### PAGE TEXT:
LISTEN, just to be upfront with you, I don’t really care who the next James Bond is. I probably haven’t cared since Roger Moore’s debut Live and Let Die in 1973, back when I was 10.

Oh, I’ve seen a few of the movies since then, including most of the ones with Daniel Craig. Some of them were OK, some of them were pants, quite frankly. (I mean, how dull was Spectre?)

I’m not going to pretend I’m a big fan though. So, you can dismiss what I say next as someone who simply doesn’t understand what I’m talking about and that’s fine. You’re probably right.

But here’s the thing. I don’t really see why there can’t be a female James Bond. I can’t, for that matter, see why there can’t be a black James Bond, or an Asian James Bond or a transgender James Bond if someone can come up with a good enough character idea or story.

Mostly I think this is because James Bond is not a real person. He’s actually a fiction. He’s not even a consistent fiction. As soon as Sean Connery was cast in Dr No the film-makers had begun to depart from Ian Fleming’s original concept of the character (casting a working-class Scot as an Old Etonian/Fettesian posh boy; though, to be fair, the misogyny was carried over).

### ACTIONS TO TAKE:
a) Return the passage of the James Bond column between "Oh, I’ve seen" and "You’re probably right.", inclusive, word for word.
b) Write the next part of the James Bond column, picking up after its final sentence.

### INPUT DATA:
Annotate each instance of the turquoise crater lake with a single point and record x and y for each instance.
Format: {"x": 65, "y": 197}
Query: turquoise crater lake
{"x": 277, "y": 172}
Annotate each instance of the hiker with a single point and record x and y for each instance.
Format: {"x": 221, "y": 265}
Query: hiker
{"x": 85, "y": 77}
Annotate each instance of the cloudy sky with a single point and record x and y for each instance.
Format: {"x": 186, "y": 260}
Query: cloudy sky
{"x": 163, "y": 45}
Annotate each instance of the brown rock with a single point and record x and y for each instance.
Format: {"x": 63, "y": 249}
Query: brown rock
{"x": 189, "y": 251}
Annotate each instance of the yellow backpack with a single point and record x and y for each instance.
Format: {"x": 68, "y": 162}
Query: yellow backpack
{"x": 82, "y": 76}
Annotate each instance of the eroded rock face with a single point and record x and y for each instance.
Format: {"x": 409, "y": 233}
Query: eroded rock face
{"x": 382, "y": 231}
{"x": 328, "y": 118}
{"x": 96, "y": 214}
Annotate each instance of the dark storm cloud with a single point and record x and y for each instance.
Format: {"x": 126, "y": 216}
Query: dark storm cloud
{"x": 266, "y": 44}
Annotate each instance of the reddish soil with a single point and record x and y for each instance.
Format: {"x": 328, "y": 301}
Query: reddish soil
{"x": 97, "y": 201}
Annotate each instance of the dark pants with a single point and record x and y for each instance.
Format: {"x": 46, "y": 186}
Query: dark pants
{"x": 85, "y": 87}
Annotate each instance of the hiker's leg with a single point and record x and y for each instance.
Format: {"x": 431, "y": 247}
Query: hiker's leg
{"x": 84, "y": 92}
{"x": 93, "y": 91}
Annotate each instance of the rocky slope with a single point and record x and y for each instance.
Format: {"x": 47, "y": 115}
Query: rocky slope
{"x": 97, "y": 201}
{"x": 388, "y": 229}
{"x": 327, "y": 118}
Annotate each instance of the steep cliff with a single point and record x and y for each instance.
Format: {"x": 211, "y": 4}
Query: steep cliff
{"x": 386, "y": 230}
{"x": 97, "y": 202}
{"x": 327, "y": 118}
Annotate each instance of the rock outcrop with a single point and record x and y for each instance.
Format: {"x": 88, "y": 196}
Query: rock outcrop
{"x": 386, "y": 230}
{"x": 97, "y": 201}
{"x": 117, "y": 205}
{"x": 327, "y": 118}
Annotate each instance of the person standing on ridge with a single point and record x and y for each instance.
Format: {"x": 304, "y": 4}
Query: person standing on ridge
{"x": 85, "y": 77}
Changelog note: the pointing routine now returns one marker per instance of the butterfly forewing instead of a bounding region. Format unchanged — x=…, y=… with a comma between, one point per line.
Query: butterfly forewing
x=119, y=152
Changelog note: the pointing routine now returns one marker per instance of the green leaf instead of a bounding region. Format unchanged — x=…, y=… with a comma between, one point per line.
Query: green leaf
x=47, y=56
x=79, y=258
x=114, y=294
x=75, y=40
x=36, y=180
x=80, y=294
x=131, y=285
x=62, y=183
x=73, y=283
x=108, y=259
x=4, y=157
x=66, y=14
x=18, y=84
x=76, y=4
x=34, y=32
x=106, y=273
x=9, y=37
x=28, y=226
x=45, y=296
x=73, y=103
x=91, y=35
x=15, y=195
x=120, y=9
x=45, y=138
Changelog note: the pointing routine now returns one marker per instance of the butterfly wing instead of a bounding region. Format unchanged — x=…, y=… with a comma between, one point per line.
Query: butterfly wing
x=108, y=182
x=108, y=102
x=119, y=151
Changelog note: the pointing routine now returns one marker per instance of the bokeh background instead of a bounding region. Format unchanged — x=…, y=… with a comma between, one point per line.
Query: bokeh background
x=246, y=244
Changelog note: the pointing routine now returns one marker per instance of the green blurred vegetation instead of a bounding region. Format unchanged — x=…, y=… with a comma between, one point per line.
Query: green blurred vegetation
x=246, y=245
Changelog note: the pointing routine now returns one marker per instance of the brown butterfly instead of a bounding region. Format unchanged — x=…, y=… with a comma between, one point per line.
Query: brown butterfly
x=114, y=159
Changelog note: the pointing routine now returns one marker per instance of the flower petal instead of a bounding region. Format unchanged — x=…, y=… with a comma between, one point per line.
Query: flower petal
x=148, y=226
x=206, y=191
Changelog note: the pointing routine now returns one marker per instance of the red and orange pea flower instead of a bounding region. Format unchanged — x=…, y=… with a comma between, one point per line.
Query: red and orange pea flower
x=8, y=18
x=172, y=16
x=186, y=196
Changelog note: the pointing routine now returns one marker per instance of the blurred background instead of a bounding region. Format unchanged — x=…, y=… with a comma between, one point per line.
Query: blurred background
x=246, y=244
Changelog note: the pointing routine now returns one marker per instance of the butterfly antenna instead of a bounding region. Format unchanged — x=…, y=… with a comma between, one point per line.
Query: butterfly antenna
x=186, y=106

### LIST OF ANSWERS:
a)
Oh, I’ve seen a few of the movies since then, including most of the ones with Daniel Craig. Some of them were OK, some of them were pants, quite frankly. (I mean, how dull was Spectre?)

I’m not going to pretend I’m a big fan though. So, you can dismiss what I say next as someone who simply doesn’t understand what I’m talking about and that’s fine. You’re probably right.

b)
There have been how many versions of Bond since? Seven? Or 12 if you include TV and radio adaptations. Every one of them a bit different, every one of them a reflection of a moment in time and in the culture.

So why not go a step further and reinvent Bond as a woman? Ongoing franchises constantly need an injection of new ideas to avoid drifting off into irrelevance.

It might not work, of course. The all-women Ghostbusters reboot in 2016 was a bit of a damp squib, but, surprise, surprise it didn’t kill the franchise. There’s another Ghostbusters movie coming this Christmas (this time it’s teenagers).

The point is these franchise creations are malleable. That’s why they survive in the first place. They adapt as required. They reinvent themselves to try to find a new audience.

Change is inbuilt into the DNA. And sometimes that change is more extreme than others. When Marvel recently decided to make a film out of their 1970s comic Master of Kung Fu the result, Shang Chi and The Legend of the Ten Rings, effectively rewrote the character’s origin story. Marvel didn’t try to negotiate a deal to include Shang Chi’s father in the comic books in the new movie. That’s because Shang Chi’s father in the original strips was Sax Rohmer’s frankly racist creation Fu Manchu a character who, to say the least, comes with some issues attached.

Oh, but that was a minor character, not Bond, I hear some of you say. But surely the point is the same. You slough off what’s not needed or dated or frankly offensive and you find the new thing that works. Or doesn’t. Time will tell.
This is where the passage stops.